__Exercise set__.
1. Please reproduce a passage from the moose research post word for word, beginning at the words "Hey y’all! My" and stopping after the words "and conservation/zoonotic research.".
2. Render this sentence from the moose research post in Spanish: "Moose are extremely important to hunters and indigenous people’s culture."

__Text segment__.
┄┄┄┄┄┄┄┄┄┄┄┄┄┄┄┄┄┄┄┄

Ana did WHAT to the moose? No silly! AnaPLASMA in moose!!

By: Rebecca Garcia

Hey y’all! My name’s Rebecca García and I am currently a rising junior at the University of California, Los Ángeles (UCLA). I am majoring in Ecology, Behavior, and Evolution and double minoring in Disability Studies and Chicanx Studies. I am currently on a pre-vet track and hope to obtain a dual degree (DVM/PhD) with a specialty in exotic animals and conservation/zoonotic research.

I am conducting online research in Dr. Pauline Kamath’s laboratory where there is an emphasis on studying wildlife infections and how they spread, as well as researching host-pathogen evolution. My project aims to study Anaplasma, which is a bacteria that affects the blood cells of moose. We want to research Anaplasma so that we can minimize knowledge gaps regarding moose survival.

Moose are extremely important to hunters and indigenous people’s culture. Unfortunately, in the Northeast US, there have been moose declines that are attributed to Winter Tick, which is another parasite that also affects the blood cells of moose.

┄┄┄┄┄┄┄┄┄┄┄┄┄┄┄┄┄┄┄┄

__Dataset extract__.
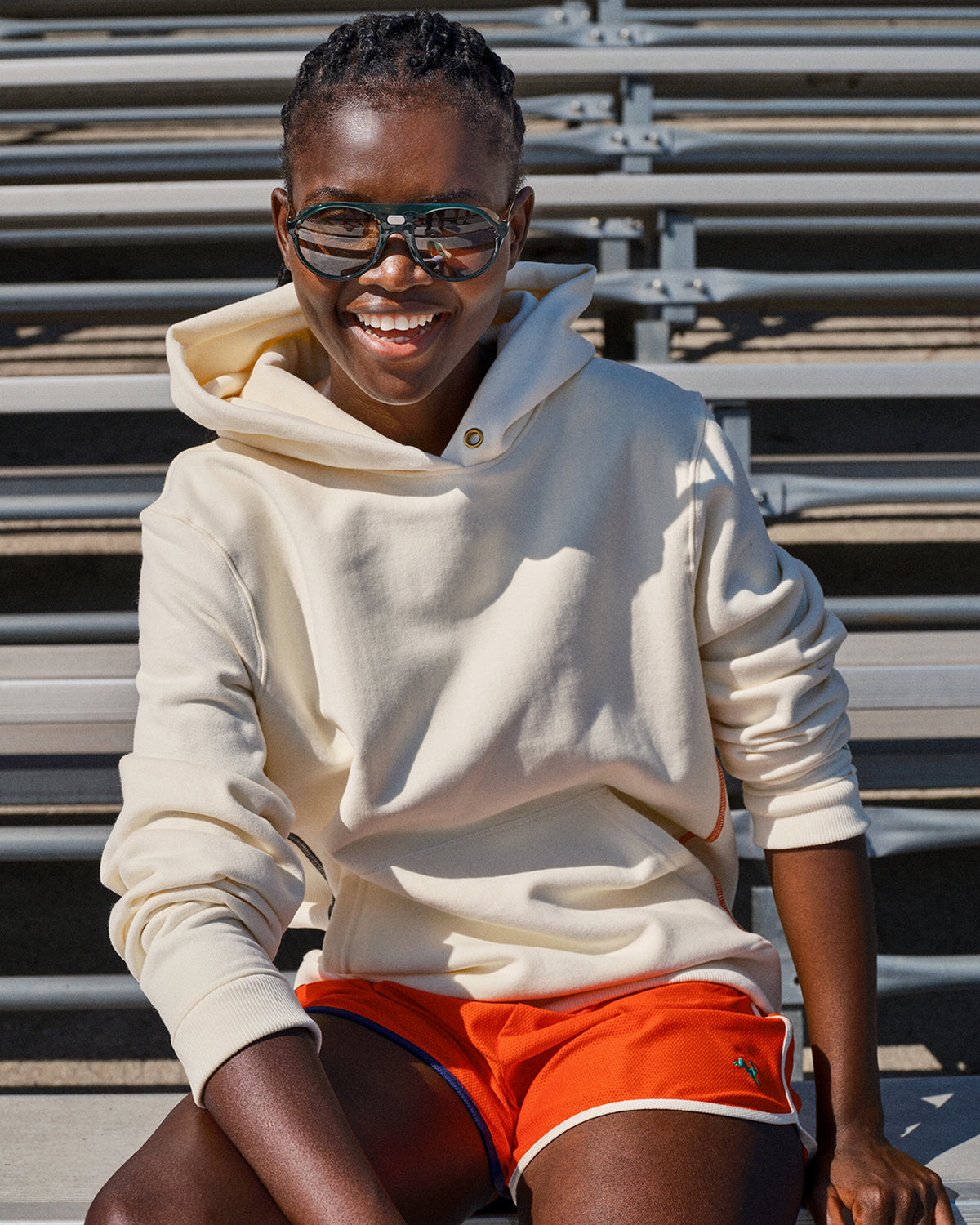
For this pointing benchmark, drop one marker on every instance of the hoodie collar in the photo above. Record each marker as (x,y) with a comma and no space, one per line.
(250,372)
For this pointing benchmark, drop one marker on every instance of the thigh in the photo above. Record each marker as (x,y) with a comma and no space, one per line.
(670,1166)
(413,1127)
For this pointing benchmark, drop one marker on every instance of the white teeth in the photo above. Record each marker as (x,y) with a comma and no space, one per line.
(394,323)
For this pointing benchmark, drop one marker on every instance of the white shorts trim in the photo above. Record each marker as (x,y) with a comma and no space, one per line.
(697,1107)
(612,1107)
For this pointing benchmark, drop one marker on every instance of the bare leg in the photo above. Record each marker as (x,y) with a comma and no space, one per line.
(413,1129)
(666,1166)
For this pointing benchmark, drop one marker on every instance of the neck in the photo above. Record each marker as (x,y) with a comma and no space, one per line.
(430,423)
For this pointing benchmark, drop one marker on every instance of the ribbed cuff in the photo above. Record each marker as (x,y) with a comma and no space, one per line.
(230,1018)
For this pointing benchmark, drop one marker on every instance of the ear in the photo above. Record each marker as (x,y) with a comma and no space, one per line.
(279,217)
(519,222)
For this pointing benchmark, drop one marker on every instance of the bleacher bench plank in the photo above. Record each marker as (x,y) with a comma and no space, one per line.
(936,1119)
(556,195)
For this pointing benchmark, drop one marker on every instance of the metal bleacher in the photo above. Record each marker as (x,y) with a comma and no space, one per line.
(715,162)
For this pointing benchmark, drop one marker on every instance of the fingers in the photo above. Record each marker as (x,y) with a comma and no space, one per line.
(899,1193)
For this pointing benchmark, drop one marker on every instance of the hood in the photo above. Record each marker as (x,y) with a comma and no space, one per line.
(249,372)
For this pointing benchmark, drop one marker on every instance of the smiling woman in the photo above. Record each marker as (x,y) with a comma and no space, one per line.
(413,382)
(441,642)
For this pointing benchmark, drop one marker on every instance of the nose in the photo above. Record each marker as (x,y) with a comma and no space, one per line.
(396,265)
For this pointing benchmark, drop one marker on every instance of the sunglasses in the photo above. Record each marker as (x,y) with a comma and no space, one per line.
(451,242)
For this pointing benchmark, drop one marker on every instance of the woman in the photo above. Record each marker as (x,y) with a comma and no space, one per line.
(443,635)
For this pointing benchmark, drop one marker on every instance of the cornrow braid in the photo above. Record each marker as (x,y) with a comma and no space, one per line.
(386,58)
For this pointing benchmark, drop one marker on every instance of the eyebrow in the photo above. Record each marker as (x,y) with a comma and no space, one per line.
(327,194)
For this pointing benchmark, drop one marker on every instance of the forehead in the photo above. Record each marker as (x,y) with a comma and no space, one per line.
(411,152)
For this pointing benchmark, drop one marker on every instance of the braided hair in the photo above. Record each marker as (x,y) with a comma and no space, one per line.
(386,59)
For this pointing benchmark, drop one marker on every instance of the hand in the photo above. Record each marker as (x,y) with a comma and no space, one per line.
(865,1181)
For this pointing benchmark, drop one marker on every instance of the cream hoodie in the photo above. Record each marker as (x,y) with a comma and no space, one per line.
(480,693)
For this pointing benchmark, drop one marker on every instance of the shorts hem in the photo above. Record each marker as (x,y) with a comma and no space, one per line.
(612,1107)
(497,1171)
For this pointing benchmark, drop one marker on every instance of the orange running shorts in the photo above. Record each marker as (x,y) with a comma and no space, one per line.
(527,1072)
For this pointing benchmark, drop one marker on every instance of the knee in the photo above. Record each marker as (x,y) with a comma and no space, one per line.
(122,1205)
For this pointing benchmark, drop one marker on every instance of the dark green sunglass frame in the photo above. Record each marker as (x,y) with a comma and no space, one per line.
(396,220)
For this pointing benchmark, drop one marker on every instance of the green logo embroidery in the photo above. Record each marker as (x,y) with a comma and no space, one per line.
(750,1067)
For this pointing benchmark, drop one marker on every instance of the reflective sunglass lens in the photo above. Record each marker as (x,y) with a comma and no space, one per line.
(452,244)
(337,242)
(455,243)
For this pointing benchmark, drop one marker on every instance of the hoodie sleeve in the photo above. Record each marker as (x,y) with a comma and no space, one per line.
(778,706)
(198,855)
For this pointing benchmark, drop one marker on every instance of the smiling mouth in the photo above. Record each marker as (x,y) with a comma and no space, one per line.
(396,327)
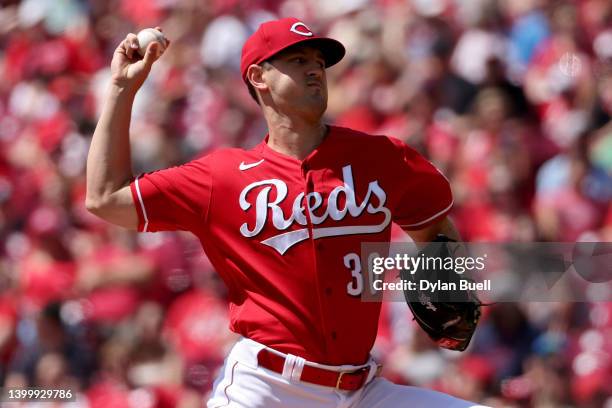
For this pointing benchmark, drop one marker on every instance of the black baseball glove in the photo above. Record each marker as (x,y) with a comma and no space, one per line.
(448,317)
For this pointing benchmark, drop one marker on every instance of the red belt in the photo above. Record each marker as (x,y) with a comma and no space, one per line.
(342,380)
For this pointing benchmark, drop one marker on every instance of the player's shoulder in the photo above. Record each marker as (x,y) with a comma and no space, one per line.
(362,140)
(229,156)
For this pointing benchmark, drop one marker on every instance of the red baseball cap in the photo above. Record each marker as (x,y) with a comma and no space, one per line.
(274,36)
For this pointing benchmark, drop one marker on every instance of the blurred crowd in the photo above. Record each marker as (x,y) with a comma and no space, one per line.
(511,99)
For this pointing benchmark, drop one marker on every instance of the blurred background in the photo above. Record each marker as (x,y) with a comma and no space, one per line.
(511,99)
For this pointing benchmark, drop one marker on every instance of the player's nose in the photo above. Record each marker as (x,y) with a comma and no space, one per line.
(315,69)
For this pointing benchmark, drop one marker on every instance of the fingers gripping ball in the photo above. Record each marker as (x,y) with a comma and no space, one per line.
(149,35)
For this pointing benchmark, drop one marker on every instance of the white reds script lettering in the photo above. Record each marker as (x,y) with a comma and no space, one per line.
(311,202)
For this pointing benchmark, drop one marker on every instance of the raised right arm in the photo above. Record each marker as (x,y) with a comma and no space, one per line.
(109,165)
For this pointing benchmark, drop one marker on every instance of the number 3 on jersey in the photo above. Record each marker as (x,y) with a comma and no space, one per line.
(353,263)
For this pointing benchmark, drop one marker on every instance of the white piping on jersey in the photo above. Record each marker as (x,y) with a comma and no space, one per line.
(310,202)
(430,218)
(144,210)
(244,166)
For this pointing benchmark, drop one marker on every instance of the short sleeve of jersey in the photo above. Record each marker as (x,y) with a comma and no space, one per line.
(173,199)
(425,194)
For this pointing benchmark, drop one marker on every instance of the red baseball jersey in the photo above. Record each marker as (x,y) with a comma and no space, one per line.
(285,234)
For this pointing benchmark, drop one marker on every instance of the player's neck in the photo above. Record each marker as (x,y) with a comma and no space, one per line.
(295,138)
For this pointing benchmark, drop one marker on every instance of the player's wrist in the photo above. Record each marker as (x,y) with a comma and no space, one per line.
(120,89)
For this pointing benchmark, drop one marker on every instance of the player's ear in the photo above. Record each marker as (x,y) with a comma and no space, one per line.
(255,77)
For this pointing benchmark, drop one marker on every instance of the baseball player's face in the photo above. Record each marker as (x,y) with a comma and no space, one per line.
(297,80)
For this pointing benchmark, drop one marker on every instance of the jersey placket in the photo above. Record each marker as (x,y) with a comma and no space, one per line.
(310,187)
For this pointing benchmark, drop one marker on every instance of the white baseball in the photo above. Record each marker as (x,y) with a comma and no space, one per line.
(147,36)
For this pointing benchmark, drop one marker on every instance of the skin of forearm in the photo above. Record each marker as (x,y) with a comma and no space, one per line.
(109,164)
(428,234)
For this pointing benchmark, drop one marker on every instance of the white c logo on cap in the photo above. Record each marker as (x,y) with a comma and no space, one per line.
(295,26)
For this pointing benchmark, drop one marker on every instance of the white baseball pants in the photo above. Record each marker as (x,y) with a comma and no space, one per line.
(243,384)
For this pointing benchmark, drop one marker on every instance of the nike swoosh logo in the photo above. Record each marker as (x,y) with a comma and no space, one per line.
(243,166)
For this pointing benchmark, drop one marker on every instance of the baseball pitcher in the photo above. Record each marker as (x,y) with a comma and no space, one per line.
(282,224)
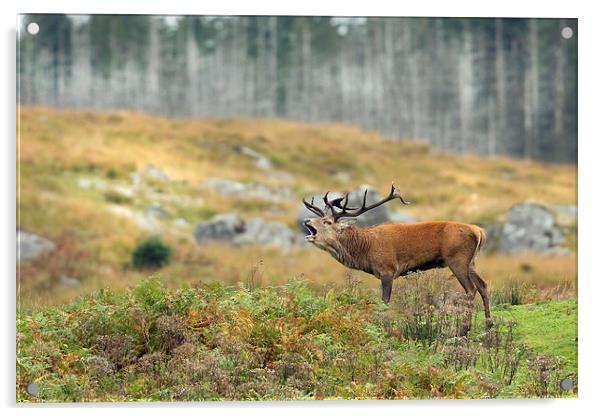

┄┄┄┄┄┄┄┄┄┄┄┄┄┄┄┄┄┄┄┄

__Task results__.
1.
Hey y’all! My name’s Rebecca García and I am currently a rising junior at the University of California, Los Ángeles (UCLA). I am majoring in Ecology, Behavior, and Evolution and double minoring in Disability Studies and Chicanx Studies. I am currently on a pre-vet track and hope to obtain a dual degree (DVM/PhD) with a specialty in exotic animals and conservation/zoonotic research.

2. Los alces son sumamente importantes para los cazadores y para la cultura de los pueblos indígenas.